Welke persoon ondertekent in de brontekst als Minister van Justitie?

··· Brontekst

De Minister van Verkeer en Waterstaat,

R. H. de Boer

Uitgegeven de zesentwintigste september 2002

De Minister van Justitie,

J. P. H. Donner

NOTA VAN TOELICHTING

Sinds de inwerkingtreding van richtlijn nr. 98/76/EG van de Raad van de Europese Unie van 1 oktober 1998 (PbEG L 277) tot wijziging van richtlijn nr. 96/26/EG inzake de toegang tot het beroep van ondernemer van goederen-, respectievelijk personenvervoer over de weg, nationaal en internationaal, en inzake de wederzijdse erkenning van diploma's, certificaten en andere titels ter vergemakkelijking van de uitoefening van het recht van vrije vestiging van bedoelde vervoerondernemers, bevat artikel 3, vierde lid, onderdeel f, van laatstgenoemde richtlijn de bepaling, dat na raadpleging van de Commissie een lidstaat kan verlangen dat iedere natuurlijke persoon die houder is van een bewijs van vakbekwaamheid dat na 1 oktober 1999 door de bevoegde instantie van een andere lidstaat is afgegeven, terwijl die persoon zijn normale verblijfplaats in de eerste lidstaat had, een aanvullend examen aflegt dat door de daartoe door de eerste lidstaat aangewezen autoriteit of instantie wordt georganiseerd. Dit aanvullende examen gaat over de specifieke kennis met betrekking tot de nationale aspecten van het beroep van wegvervoerder in de lidstaat.

······
··· Gegevens

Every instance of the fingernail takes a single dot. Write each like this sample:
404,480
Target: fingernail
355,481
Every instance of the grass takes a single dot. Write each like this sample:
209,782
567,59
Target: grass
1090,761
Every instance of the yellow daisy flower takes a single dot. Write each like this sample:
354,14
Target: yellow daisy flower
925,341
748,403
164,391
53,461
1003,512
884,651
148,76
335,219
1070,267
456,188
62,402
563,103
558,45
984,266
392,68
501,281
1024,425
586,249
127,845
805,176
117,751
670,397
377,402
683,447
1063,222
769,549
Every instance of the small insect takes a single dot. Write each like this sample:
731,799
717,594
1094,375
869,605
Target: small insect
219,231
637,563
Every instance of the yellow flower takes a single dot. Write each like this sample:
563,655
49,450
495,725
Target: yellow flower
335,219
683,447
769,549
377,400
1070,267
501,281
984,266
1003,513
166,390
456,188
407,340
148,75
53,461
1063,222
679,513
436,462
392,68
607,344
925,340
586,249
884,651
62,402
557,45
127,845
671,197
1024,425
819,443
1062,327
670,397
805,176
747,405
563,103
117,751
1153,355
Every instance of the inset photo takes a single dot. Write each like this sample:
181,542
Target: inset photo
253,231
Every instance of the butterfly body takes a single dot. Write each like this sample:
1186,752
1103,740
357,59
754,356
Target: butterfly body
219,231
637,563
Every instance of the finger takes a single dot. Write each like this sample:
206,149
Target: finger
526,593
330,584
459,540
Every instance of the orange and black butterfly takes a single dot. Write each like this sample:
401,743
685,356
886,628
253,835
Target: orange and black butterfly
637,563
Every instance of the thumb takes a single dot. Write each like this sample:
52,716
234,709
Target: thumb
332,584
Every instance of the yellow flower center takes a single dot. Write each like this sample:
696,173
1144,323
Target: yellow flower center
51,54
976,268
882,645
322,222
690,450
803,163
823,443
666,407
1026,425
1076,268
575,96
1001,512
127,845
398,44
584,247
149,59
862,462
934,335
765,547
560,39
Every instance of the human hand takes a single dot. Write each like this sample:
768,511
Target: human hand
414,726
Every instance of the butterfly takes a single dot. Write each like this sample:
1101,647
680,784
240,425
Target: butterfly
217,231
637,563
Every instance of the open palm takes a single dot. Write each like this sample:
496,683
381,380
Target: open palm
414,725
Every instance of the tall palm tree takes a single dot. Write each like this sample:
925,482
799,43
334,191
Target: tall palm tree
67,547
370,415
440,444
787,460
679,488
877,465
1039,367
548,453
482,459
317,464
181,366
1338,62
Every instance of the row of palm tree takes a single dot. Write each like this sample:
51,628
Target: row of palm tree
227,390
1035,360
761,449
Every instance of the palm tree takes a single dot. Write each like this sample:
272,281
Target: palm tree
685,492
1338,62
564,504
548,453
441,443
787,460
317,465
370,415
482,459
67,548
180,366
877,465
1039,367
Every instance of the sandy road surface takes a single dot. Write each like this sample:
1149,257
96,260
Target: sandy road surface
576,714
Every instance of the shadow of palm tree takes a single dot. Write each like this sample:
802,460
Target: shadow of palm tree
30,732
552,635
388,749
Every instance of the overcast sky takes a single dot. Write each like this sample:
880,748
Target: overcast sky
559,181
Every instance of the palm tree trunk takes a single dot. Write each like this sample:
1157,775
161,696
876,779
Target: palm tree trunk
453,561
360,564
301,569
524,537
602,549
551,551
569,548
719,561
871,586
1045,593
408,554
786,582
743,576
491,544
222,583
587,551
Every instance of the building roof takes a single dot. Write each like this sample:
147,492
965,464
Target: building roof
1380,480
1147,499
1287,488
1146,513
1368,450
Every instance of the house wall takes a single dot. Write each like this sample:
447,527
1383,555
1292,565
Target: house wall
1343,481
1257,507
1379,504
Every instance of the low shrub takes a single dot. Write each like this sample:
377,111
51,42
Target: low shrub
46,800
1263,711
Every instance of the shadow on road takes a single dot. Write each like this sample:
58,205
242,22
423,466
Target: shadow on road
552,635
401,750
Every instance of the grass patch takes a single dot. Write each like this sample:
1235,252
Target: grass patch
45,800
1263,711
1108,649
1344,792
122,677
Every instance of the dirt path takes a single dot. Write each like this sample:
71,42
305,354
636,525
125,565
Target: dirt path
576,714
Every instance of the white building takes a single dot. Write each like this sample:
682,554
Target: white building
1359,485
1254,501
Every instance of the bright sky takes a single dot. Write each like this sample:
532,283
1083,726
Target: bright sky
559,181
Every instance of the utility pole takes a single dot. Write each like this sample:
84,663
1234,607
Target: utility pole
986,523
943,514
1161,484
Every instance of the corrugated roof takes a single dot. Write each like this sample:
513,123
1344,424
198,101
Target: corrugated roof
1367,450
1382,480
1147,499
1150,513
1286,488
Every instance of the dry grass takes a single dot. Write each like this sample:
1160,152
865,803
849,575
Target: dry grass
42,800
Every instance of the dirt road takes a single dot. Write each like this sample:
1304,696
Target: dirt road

······

◆ **Oplossing**
J. P. H. Donner